Pros of the incident-centric approach:

  • Direct relevance is established, as the intelligence effort dovetails from an incident response that has already impacted your organization;
  • Potentially allows identification of the threat actors and groups that are targeting your organization;
  • Provides IOCs that can be used to aid in the identification of compromise from the same threat actor, campaign and incidents across an organization.

Cons of the incident-centric approach:

  • Reactive approach initiated after your organization has already been impacted to some degree;
  • Focuses primarily on the attack surface and doesn’t reflect the process that the threat actor needs to go through to impact your organization. For example it doesn’t cover a threat actor seeking:

Exploits to purchase;

Malware to purchase;

Hosting.

  • Difficult to be predictive.

An actor-centric approach

There is continuous debate in the information security community about the usefulness of attribution of threat actors and groups, but we believe that attribution to various levels (person, group, nation-state, etc.) provides valuable insights that support decision-making at all levels.

The actor-centric approach starts with threat actors or groups, which is the reverse of the incident-centric approach. It should be noted that by solely focusing on threat actors that have mentioned your organization, you will lose the ability to be proactive. Brand monitoring can serve a valuable purpose, but we do not believe that it’s effective approach in isolation to collect proactively against threat actors. There are a number of threat actors that are attempting to impact your organization, but you may not observe them mentioning your organization by name. Therefore we believe it is best to focus on all actors, to include enabling actors, that might impact your sector/vertical.

Starting with the threat actors themselves, we want to understand:

  • Who are they?
  • What are their associations with enabling actors and partners?
  • What are their motivations?
  • What are their technical skills and abilities?
  • What are their TTPs?

## Material shown

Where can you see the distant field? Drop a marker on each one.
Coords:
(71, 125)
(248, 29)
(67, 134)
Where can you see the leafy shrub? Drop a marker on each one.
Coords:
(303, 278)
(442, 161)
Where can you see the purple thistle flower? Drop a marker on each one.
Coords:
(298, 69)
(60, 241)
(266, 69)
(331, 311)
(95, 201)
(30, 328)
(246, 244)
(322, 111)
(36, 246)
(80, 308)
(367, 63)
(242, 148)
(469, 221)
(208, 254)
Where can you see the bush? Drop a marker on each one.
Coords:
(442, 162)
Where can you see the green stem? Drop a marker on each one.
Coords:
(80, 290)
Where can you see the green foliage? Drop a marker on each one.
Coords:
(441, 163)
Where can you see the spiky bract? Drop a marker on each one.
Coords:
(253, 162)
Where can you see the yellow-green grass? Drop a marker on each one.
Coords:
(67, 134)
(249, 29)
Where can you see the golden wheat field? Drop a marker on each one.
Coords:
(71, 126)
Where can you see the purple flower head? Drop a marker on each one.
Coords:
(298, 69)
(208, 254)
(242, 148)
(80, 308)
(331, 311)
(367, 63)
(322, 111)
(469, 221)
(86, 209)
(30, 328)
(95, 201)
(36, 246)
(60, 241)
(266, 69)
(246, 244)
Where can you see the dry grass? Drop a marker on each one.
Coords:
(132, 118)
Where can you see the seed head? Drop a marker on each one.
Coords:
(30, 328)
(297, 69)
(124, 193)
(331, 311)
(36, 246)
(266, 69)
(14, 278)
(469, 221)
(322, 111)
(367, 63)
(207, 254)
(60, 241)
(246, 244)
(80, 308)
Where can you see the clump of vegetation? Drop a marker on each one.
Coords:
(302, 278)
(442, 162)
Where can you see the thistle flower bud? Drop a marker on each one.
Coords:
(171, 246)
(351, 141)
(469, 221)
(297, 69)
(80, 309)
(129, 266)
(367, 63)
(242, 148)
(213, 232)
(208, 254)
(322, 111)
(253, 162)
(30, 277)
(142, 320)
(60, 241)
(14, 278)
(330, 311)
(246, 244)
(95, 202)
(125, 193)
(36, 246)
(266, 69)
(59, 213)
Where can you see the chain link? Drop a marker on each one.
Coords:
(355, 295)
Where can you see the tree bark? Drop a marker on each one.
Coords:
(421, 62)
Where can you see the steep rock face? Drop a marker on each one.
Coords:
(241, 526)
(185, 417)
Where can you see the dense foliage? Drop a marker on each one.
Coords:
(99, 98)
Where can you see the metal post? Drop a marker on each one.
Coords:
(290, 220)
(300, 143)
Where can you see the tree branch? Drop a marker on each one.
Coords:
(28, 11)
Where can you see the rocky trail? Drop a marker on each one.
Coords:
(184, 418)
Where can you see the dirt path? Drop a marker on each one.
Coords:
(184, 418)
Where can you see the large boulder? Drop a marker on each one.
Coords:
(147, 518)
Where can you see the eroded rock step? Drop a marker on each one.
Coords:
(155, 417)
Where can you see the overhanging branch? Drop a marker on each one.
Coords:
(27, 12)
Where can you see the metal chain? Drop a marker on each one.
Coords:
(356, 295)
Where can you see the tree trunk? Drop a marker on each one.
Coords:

## What you need to do
1. Please write out a passage of the threat intelligence text word for word, beginning at the words "The actor-centric approach" and stopping after "impact your sector/vertical.".
2. In the threat intelligence text, rewrite the paragraph that begins "The actor-centric approach starts with threat actors or groups" in shorter form, keeping its main points.
3. According to the threat intelligence text, what does the actor-centric approach start with?
The material comes from a separate source.

## Answers to the exercise
1.
The actor-centric approach starts with threat actors or groups, which is the reverse of the incident-centric approach. It should be noted that by solely focusing on threat actors that have mentioned your organization, you will lose the ability to be proactive. Brand monitoring can serve a valuable purpose, but we do not believe that it’s effective approach in isolation to collect proactively against threat actors. There are a number of threat actors that are attempting to impact your organization, but you may not observe them mentioning your organization by name. Therefore we believe it is best to focus on all actors, to include enabling actors, that might impact your sector/vertical.

2. The actor-centric approach begins with threat actors or groups, the reverse of the incident-centric approach. Focusing only on actors who mention your organization costs you the ability to be proactive. Brand monitoring has value but is not effective on its own for proactive collection, since many actors trying to impact your organization may never name it. The best course is to focus on all actors, including enabling actors, that might impact your sector/vertical.

3. It starts with threat actors or groups.